Copy out all of the data below without changing a single character.

— begin Information given —

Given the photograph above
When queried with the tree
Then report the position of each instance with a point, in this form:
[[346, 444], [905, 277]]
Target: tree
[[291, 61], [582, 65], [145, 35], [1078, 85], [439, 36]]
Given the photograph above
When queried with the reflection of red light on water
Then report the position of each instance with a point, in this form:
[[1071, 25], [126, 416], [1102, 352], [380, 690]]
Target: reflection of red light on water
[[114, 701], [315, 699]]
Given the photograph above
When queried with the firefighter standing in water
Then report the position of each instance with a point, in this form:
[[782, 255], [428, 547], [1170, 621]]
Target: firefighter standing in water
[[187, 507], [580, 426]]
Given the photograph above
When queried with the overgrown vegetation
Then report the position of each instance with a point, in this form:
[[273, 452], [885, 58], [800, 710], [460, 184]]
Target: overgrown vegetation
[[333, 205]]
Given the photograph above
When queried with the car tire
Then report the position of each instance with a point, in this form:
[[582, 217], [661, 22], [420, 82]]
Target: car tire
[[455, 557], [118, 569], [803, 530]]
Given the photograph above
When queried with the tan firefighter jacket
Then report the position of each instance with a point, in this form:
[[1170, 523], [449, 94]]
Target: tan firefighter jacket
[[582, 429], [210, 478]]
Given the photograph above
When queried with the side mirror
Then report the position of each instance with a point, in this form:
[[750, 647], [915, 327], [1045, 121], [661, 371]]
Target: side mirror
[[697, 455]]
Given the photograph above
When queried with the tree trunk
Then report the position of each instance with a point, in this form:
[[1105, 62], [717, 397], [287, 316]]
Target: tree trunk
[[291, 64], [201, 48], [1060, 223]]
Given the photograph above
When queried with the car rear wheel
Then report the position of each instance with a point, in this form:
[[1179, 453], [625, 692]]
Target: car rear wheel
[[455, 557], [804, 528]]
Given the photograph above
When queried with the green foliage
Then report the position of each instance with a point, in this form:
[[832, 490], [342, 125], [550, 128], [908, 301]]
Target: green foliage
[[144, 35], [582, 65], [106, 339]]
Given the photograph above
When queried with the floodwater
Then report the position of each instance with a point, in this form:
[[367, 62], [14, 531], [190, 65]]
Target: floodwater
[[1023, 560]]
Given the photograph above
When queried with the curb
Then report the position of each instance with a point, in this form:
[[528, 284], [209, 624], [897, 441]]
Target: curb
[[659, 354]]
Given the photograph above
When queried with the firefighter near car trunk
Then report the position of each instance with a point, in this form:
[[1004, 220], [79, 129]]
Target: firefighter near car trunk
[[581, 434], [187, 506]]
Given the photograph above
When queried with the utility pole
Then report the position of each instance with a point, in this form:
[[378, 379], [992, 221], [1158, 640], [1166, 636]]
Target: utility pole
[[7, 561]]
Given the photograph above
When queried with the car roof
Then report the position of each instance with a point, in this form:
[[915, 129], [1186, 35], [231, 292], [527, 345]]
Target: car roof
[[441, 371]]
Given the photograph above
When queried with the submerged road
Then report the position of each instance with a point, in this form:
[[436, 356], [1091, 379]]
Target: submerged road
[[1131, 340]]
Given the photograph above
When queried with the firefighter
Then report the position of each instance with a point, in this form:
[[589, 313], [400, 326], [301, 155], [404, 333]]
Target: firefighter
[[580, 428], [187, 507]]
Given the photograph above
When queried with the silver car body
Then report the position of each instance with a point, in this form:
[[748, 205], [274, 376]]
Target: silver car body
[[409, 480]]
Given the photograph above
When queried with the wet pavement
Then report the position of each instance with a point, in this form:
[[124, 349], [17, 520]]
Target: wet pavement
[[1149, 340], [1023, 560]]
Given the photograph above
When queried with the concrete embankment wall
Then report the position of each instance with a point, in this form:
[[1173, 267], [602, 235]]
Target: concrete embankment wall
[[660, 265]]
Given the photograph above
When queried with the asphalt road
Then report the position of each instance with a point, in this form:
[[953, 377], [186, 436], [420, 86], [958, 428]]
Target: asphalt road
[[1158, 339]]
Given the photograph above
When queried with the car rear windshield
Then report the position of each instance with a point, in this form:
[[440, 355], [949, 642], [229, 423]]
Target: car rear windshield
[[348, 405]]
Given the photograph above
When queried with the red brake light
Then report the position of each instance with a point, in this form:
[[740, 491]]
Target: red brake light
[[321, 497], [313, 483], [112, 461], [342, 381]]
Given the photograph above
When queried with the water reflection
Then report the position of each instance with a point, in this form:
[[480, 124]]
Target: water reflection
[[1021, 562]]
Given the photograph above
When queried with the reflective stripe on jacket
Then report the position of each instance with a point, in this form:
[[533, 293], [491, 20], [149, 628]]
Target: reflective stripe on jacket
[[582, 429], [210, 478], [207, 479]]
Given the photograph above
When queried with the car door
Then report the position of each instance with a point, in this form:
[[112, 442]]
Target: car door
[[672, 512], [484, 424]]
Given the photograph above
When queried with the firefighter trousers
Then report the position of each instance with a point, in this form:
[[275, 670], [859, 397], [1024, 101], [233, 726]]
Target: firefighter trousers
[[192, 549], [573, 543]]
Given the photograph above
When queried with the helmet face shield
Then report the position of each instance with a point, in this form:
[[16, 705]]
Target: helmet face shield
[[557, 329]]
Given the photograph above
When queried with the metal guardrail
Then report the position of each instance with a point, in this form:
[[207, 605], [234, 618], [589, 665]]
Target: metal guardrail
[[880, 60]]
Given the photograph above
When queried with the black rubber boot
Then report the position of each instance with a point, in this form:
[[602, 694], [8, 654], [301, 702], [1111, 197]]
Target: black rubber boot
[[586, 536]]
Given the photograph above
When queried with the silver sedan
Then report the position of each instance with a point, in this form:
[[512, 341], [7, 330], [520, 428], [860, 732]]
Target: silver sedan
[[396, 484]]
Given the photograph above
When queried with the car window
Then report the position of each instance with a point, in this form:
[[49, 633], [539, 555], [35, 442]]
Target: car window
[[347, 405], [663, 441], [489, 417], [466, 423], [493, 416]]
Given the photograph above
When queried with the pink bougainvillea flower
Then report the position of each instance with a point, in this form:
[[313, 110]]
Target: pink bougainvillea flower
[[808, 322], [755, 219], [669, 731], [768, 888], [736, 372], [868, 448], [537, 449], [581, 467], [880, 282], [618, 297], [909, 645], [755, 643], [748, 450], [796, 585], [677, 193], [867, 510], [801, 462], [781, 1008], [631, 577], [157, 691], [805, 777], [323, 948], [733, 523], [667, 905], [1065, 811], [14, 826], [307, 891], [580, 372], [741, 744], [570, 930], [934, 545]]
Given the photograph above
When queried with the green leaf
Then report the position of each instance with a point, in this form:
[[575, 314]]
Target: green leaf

— end Information given —

Exercise result:
Given the photograph above
When queried with the tree
Then report the position of each instance with a point, in this form:
[[346, 444], [905, 277]]
Target: tree
[[291, 61], [582, 65], [145, 35], [1078, 85], [439, 36]]
Given the photograph above
When queried with the reflection of red light on water
Then report the position of each instance with a point, in this form:
[[1071, 25], [126, 416], [1102, 352], [380, 690]]
Target: reflection of red light on water
[[114, 701], [315, 699]]
Given the photograph above
When queried with the firefighter standing in water
Then report the position of each instance with a point, in this form:
[[782, 255], [428, 547], [1170, 621]]
Target: firefighter standing in water
[[187, 507], [580, 426]]
Given the photograph above
When queried with the overgrown vegetation
Then report the position of each instance with a point, in this form:
[[273, 452], [885, 58], [800, 710], [460, 184]]
Target: overgrown vegetation
[[333, 205]]
Given the photograph above
When queried with the car tire
Then report the position of each instance with a point, in this form:
[[582, 217], [661, 22], [420, 82]]
Target: car tire
[[455, 557], [118, 569], [803, 530]]
Given the photograph above
When queried with the tan firefighter jacket
Then report the position of each instance with a point, in this form:
[[1170, 523], [449, 94]]
Target: tan firefighter jacket
[[582, 429], [210, 478]]
Given the photograph above
When queried with the side mirror
Then report the position of each instance with a point, in this form:
[[750, 647], [915, 327], [1045, 121], [661, 371]]
Target: side mirror
[[697, 455]]
Given the photograph above
When queried with the tree trunk
Then report the position of each instance with a point, in this form:
[[1105, 62], [717, 397], [287, 316]]
Target: tree trunk
[[291, 64], [201, 48], [1060, 223]]
Given the photograph above
When queried with the car rear wheel
Then report the position of each instance with a point, in this form:
[[1179, 453], [625, 692]]
Target: car rear wheel
[[455, 557], [804, 528]]
Given the photograph above
When queried with the green foliage
Then report the position of each instance with a point, in this form:
[[832, 490], [342, 125], [550, 128], [908, 301]]
Target: green foliage
[[144, 35], [582, 65], [106, 339]]
Given the photograph above
When queried with the floodwater
Then report the position of each instance with a point, in this form:
[[367, 62], [14, 531], [190, 65]]
Target: floodwater
[[1023, 560]]
Given the photograph above
When queried with the curb
Then report the position of each instance with a point, in this form:
[[528, 284], [209, 624], [897, 441]]
Target: curb
[[659, 354]]
Given the photograph above
When queried with the firefighter near car trunk
Then report the position of each instance with a point, in this form:
[[1004, 220], [79, 129]]
Target: firefighter near car trunk
[[581, 434], [187, 506]]
Given the photograph above
When queried with the utility pole
Then report the position of each instance with a point, in this form:
[[378, 379], [992, 221], [1158, 640], [1166, 636]]
Target: utility pole
[[7, 561]]
Given the photograph above
When queried with the car roof
Then report the position of each instance with a point, in this form:
[[915, 129], [1186, 35], [231, 292], [527, 345]]
Target: car roof
[[441, 371]]
Given the photograph above
When queried with the submerged road
Then report the position of each instance with a point, in this form:
[[436, 356], [1091, 379]]
Target: submerged road
[[1131, 340]]
Given the photograph above
When queried with the firefighter
Then report the position of each instance with a point, in this form:
[[589, 313], [400, 326], [301, 155], [404, 333]]
Target: firefighter
[[580, 428], [187, 507]]
Given the photograph above
When queried with the silver car body
Then report the position of each instance with a point, in this form:
[[748, 205], [274, 376]]
Target: silver car body
[[409, 480]]
Given the photograph above
When queried with the wet pavement
Then report the position of each instance with a point, in this form:
[[124, 349], [17, 520]]
Target: wet pavement
[[1149, 340], [1023, 560]]
Given the photograph above
When queried with the concrete embankment wall
Then report the position of each instance with a point, in this form:
[[1173, 267], [602, 235]]
Target: concrete embankment wall
[[660, 265]]
Given the photograph above
When queried with the asphalt road
Then report the position of each instance with a point, in this form:
[[953, 377], [186, 436], [420, 86], [958, 428]]
Target: asphalt road
[[1158, 339]]
Given the photograph above
When queried with the car rear windshield
Then report the position of each instance with a point, in this form:
[[440, 355], [949, 642], [229, 423]]
Target: car rear windshield
[[348, 405]]
Given the photograph above
When queried with the red brake light
Then report the position of each instance with a point, in this form:
[[740, 491]]
Target: red brake light
[[321, 497], [313, 483], [112, 461], [342, 381]]
Given the photograph above
When queried with the water reflection
Then report the position of each instance with a point, in this form:
[[480, 124]]
Target: water reflection
[[1021, 562]]
Given the photograph above
When queried with the reflective stripe on jacket
Then report the position of each instance with a point, in this form:
[[533, 293], [491, 20], [149, 628]]
Target: reflective stripe on jacket
[[582, 429], [210, 478], [207, 479]]
Given the photograph above
When queried with the car door
Then report the position of each instance with a point, in this form:
[[112, 442]]
Target: car door
[[672, 512], [484, 424]]
Given the photograph above
When queried with the firefighter trousers
Then report the position of each instance with a point, in this form:
[[275, 670], [859, 397], [1024, 101], [233, 726]]
Target: firefighter trousers
[[192, 549], [573, 543]]
Given the photograph above
When queried with the helmet face shield
Then report the position of each instance with a point, in this form:
[[16, 705]]
Target: helmet face shield
[[557, 329]]
Given the photograph above
When queried with the metal guardrail
Then report the position of each instance with a point, in this form:
[[207, 605], [234, 618], [589, 665]]
Target: metal guardrail
[[880, 60]]
Given the photograph above
When queried with the black rubber boot
Then report the position of each instance with a point, in this form:
[[602, 694], [8, 654], [301, 702], [1111, 197]]
Target: black rubber boot
[[586, 536]]
Given the photograph above
When queried with the silver sedan
Then report the position of each instance with a point, in this form:
[[512, 341], [7, 330], [520, 428], [860, 732]]
Target: silver sedan
[[396, 484]]
Given the photograph above
When queried with the car window
Then report the position of each instance with a point, in this form:
[[49, 633], [539, 555], [35, 442]]
Target: car window
[[347, 405], [663, 441], [489, 417], [466, 423], [493, 416]]
Given the photograph above
When queried with the pink bougainvillea flower
Then report the position of each instance with a point, in this form:
[[313, 110]]
Target: pink bougainvillea flower
[[808, 322], [755, 219], [669, 731], [768, 888], [736, 372], [868, 448], [537, 449], [581, 467], [880, 282], [618, 297], [909, 645], [755, 643], [748, 450], [796, 585], [677, 193], [867, 510], [801, 462], [781, 1008], [631, 577], [157, 691], [805, 777], [323, 948], [733, 523], [667, 905], [1065, 811], [14, 826], [307, 891], [580, 372], [741, 744], [570, 930], [934, 545]]
Given the photograph above
When queried with the green leaf
Then report the position of each instance with a point, in this form:
[[575, 314]]
Target: green leaf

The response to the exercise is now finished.